▶ _WHAT YOU WILL DO_
Output every entry exactly, from the first line to the last.

▶ _GIVEN RECORDS_
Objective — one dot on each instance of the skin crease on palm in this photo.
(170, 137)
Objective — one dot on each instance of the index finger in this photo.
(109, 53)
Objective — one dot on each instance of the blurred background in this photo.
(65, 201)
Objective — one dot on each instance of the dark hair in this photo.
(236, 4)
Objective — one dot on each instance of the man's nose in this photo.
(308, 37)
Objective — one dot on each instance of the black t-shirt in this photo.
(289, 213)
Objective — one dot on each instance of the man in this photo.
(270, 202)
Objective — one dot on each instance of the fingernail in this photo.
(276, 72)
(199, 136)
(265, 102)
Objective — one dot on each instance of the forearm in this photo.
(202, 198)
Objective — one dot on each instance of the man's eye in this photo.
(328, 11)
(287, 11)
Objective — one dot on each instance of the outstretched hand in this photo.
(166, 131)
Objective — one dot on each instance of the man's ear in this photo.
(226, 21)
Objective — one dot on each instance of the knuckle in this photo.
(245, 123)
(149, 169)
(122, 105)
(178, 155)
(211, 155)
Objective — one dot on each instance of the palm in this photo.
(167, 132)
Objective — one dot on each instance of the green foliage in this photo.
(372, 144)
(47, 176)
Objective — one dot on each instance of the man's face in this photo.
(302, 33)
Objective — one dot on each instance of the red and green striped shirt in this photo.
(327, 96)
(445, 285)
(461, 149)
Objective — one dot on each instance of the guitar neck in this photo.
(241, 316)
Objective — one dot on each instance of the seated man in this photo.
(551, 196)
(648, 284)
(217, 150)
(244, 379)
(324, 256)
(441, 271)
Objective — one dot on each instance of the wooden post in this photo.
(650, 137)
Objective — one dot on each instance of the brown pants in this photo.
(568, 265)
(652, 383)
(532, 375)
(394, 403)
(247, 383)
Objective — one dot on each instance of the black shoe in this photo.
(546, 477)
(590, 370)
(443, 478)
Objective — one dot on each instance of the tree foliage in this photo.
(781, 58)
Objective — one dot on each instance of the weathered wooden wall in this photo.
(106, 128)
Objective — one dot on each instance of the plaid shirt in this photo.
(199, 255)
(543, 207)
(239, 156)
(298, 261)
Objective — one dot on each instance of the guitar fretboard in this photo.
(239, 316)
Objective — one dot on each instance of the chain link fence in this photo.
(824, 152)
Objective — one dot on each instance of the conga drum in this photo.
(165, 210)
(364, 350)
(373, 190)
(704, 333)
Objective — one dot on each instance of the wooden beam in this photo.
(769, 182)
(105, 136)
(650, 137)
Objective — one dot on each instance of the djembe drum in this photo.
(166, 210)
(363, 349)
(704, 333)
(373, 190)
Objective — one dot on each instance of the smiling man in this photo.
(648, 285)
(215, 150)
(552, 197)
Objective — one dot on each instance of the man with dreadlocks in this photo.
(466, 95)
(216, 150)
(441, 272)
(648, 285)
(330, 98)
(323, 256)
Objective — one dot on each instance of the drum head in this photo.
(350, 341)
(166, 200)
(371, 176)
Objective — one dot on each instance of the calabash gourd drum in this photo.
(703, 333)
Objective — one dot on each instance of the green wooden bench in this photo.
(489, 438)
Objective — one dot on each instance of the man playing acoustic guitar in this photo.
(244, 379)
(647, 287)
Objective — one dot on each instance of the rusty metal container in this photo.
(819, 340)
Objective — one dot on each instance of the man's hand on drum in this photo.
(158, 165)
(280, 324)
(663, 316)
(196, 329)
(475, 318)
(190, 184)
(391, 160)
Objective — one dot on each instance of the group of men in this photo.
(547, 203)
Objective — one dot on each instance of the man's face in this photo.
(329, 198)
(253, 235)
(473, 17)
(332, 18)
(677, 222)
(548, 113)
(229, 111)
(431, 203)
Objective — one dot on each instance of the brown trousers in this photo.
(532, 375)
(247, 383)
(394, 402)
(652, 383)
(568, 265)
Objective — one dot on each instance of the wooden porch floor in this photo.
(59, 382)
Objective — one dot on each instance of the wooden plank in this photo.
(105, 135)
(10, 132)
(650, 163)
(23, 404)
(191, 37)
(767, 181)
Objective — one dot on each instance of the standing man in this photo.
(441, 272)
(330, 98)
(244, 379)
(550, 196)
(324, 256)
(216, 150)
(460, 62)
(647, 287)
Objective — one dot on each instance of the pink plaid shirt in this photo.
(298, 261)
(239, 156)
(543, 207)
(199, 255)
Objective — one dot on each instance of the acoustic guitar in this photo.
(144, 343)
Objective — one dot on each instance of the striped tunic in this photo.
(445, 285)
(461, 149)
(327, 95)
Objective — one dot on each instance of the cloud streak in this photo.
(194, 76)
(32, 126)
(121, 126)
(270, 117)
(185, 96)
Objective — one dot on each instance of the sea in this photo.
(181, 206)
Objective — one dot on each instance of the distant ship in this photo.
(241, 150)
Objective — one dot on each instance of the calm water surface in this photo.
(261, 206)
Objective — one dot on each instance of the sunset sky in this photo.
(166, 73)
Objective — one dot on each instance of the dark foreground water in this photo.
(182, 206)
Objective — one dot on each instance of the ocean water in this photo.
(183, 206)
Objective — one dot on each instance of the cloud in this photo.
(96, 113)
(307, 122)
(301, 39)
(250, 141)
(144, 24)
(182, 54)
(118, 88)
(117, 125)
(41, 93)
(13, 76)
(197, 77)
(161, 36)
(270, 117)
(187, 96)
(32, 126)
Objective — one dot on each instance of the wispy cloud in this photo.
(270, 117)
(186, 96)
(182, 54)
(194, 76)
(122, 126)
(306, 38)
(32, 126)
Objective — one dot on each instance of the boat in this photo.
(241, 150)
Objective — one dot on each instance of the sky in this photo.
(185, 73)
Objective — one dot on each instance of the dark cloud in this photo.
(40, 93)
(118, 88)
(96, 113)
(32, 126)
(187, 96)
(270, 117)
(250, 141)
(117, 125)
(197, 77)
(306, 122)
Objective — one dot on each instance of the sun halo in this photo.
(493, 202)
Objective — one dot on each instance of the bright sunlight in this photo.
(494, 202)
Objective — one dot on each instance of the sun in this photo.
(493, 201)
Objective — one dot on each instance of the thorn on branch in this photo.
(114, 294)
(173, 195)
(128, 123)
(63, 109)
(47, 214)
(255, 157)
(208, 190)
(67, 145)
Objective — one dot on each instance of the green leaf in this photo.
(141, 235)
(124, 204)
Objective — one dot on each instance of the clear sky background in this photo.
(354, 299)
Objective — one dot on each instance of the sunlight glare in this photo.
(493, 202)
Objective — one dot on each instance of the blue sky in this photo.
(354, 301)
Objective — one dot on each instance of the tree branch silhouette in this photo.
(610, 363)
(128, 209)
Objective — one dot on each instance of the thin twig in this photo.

▶ _RESPONSE FOR THIS EXERCISE_
Objective — one dot on each instance of the skin crease on palm in this photo.
(170, 137)
Objective — one dot on each instance of the index finger in this photo.
(109, 53)
Objective — one dot on each instance of the blurred background in this photo.
(65, 201)
Objective — one dot on each instance of the dark hair in this photo.
(236, 4)
Objective — one dot on each instance of the man's nose in this photo.
(308, 37)
Objective — one dot on each instance of the black t-shirt in this photo.
(289, 213)
Objective — one dot on each instance of the man in this photo.
(270, 202)
Objective — one dot on each instance of the fingernail in this photo.
(276, 72)
(199, 136)
(265, 102)
Objective — one dot on each instance of the forearm in this photo.
(202, 198)
Objective — one dot on each instance of the man's eye in this photo.
(328, 11)
(287, 11)
Objective — one dot on each instance of the outstretched hand in this photo.
(166, 131)
Objective — one dot on each instance of the man's ear in this photo.
(226, 21)
Objective — one dot on each instance of the knuckle in this photo.
(245, 123)
(149, 169)
(122, 105)
(178, 155)
(211, 155)
Objective — one dot on each instance of the palm in this photo.
(167, 132)
Objective — one dot on each instance of the green foliage in this photo.
(372, 144)
(47, 176)
Objective — one dot on each instance of the man's face in this photo.
(302, 33)
Objective — one dot on each instance of the red and green striped shirt in this photo.
(327, 96)
(445, 285)
(461, 149)
Objective — one dot on each instance of the guitar neck in this photo.
(241, 316)
Objective — one dot on each instance of the seated man in this photo.
(551, 196)
(648, 284)
(217, 150)
(244, 379)
(324, 256)
(441, 271)
Objective — one dot on each instance of the wooden post in this photo.
(650, 137)
Objective — one dot on each instance of the brown pants in this photo.
(568, 265)
(652, 383)
(532, 375)
(394, 403)
(247, 383)
Objective — one dot on each instance of the black shoe in this photo.
(546, 477)
(590, 370)
(443, 478)
Objective — one dot on each instance of the tree foliage in this photo.
(781, 58)
Objective — one dot on each instance of the weathered wooden wall in this photo.
(106, 128)
Objective — one dot on each instance of the plaid shirt in this photo.
(199, 255)
(543, 207)
(239, 156)
(298, 261)
Objective — one dot on each instance of the guitar fretboard in this photo.
(239, 316)
Objective — one dot on each instance of the chain link fence in this photo.
(824, 152)
Objective — one dot on each instance of the conga drum in this photo.
(165, 210)
(364, 350)
(373, 190)
(704, 333)
Objective — one dot on each instance of the wooden beam in this photo.
(769, 182)
(105, 136)
(650, 137)
Objective — one dot on each instance of the djembe drum in this photo.
(166, 210)
(363, 349)
(704, 333)
(373, 190)
Objective — one dot on each instance of the smiling man in this photo.
(648, 285)
(215, 150)
(552, 197)
Objective — one dot on each instance of the man with dreadlocks in this photo.
(466, 95)
(216, 150)
(441, 272)
(648, 285)
(330, 98)
(323, 256)
Objective — one dot on each instance of the drum head in this photo.
(350, 341)
(166, 200)
(371, 176)
Objective — one dot on each instance of the calabash gourd drum in this photo.
(703, 333)
Objective — one dot on each instance of the green wooden bench in this photo.
(489, 438)
Objective — one dot on each instance of the man playing acoustic guitar in this photo.
(244, 379)
(647, 287)
Objective — one dot on each instance of the rusty metal container in this photo.
(819, 340)
Objective — one dot on each instance of the man's hand on drum in this photo.
(158, 165)
(280, 324)
(663, 316)
(196, 329)
(475, 318)
(190, 184)
(391, 160)
Objective — one dot on each instance of the group of men in this photo.
(547, 203)
Objective — one dot on each instance of the man's face in this photo.
(329, 198)
(253, 235)
(473, 17)
(332, 18)
(677, 222)
(548, 113)
(229, 111)
(431, 203)
Objective — one dot on each instance of the brown trousers in this photo.
(532, 375)
(247, 383)
(394, 402)
(652, 383)
(568, 265)
Objective — one dot on each instance of the wooden porch floor in this photo.
(59, 382)
Objective — one dot on each instance of the wooden plank in this photo.
(105, 135)
(10, 132)
(650, 163)
(23, 404)
(191, 37)
(767, 181)
Objective — one dot on each instance of the standing man in this photo.
(441, 272)
(330, 98)
(244, 379)
(550, 196)
(324, 256)
(216, 150)
(460, 62)
(647, 287)
Objective — one dot on each instance of the pink plaid shirt in this photo.
(298, 261)
(239, 156)
(543, 207)
(199, 255)
Objective — one dot on each instance of the acoustic guitar in this photo.
(144, 343)
Objective — one dot on each instance of the striped tunic in this photo.
(445, 285)
(461, 149)
(327, 95)
Objective — one dot on each instance of the cloud streak in this photo.
(194, 76)
(32, 126)
(121, 126)
(270, 117)
(185, 96)
Objective — one dot on each instance of the sea in this photo.
(181, 206)
Objective — one dot on each instance of the distant ship in this photo.
(241, 150)
Objective — one dot on each instance of the calm water surface in this photo.
(261, 206)
Objective — one dot on each instance of the sunset sky in this photo.
(166, 73)
Objective — one dot on each instance of the dark foreground water in this photo.
(182, 206)
Objective — one dot on each instance of the ocean water in this photo.
(183, 206)
Objective — one dot on each instance of the cloud in this photo.
(96, 113)
(307, 122)
(301, 39)
(250, 141)
(144, 24)
(182, 54)
(118, 88)
(117, 125)
(41, 93)
(13, 76)
(197, 77)
(161, 36)
(270, 117)
(187, 96)
(32, 126)
Objective — one dot on each instance of the wispy cloud in this photo.
(270, 117)
(186, 96)
(182, 54)
(194, 76)
(122, 126)
(306, 38)
(32, 126)
Objective — one dot on each instance of the boat in this photo.
(241, 150)
Objective — one dot on each instance of the sky in this photo.
(185, 73)
Objective — one dot on each instance of the dark cloud in this photo.
(40, 93)
(118, 88)
(96, 113)
(32, 126)
(187, 96)
(270, 117)
(250, 141)
(117, 125)
(197, 77)
(306, 122)
Objective — one dot on each instance of the sun halo in this photo.
(493, 202)
Objective — one dot on each instance of the bright sunlight in this photo.
(494, 202)
Objective — one dot on each instance of the sun in this photo.
(493, 201)
Objective — one dot on each instance of the thorn on branch in this photo.
(114, 294)
(173, 195)
(128, 123)
(63, 109)
(47, 214)
(255, 157)
(208, 190)
(67, 145)
Objective — one dot on each instance of the green leaf in this photo.
(141, 235)
(124, 204)
Objective — one dot on each instance of the clear sky background in this photo.
(354, 299)
Objective — one dot on each instance of the sunlight glare in this photo.
(493, 202)
Objective — one dot on each instance of the blue sky in this photo.
(354, 301)
Objective — one dot on each instance of the tree branch silhouette in this photo.
(610, 363)
(128, 209)
Objective — one dot on each instance of the thin twig in this photo.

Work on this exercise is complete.